DATA IN THIS EXERCISE:

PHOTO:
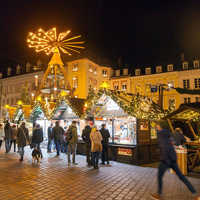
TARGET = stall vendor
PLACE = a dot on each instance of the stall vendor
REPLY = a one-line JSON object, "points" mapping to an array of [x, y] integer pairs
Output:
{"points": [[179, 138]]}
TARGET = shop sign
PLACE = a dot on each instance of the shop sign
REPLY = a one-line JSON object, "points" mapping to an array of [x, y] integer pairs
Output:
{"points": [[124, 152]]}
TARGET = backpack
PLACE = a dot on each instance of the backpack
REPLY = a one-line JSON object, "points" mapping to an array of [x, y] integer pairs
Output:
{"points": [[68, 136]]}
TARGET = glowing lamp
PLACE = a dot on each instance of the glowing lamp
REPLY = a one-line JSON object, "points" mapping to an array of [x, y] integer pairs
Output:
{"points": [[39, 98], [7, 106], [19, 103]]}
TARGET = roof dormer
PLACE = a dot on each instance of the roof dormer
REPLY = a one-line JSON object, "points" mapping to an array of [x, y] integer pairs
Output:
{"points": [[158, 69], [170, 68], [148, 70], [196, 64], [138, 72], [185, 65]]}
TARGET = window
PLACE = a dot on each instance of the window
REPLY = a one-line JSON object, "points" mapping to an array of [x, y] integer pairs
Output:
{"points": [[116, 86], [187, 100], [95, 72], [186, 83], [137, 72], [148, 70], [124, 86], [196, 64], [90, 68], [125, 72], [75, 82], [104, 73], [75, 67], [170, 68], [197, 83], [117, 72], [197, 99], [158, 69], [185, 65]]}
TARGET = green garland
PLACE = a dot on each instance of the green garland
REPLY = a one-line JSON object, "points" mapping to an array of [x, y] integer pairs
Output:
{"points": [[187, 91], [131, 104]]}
==
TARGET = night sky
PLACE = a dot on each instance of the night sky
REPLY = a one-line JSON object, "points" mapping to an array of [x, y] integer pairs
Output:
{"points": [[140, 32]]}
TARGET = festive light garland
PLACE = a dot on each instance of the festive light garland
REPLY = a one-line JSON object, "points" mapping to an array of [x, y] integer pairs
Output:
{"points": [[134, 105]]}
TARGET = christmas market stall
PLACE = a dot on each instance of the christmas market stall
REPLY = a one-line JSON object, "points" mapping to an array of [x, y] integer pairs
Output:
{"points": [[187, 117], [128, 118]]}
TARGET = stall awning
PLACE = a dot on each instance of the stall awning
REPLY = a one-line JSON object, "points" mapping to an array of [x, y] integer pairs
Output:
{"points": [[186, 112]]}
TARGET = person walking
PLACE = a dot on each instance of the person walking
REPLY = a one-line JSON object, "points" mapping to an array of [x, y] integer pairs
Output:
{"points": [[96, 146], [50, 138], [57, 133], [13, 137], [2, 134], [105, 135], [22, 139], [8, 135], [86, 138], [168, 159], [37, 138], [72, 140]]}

WORK TO COMPLETE:
Count the lines in the rows above that contain the string "vendor", matching case exactly, and give only that number.

OUTPUT OF THE TASK:
2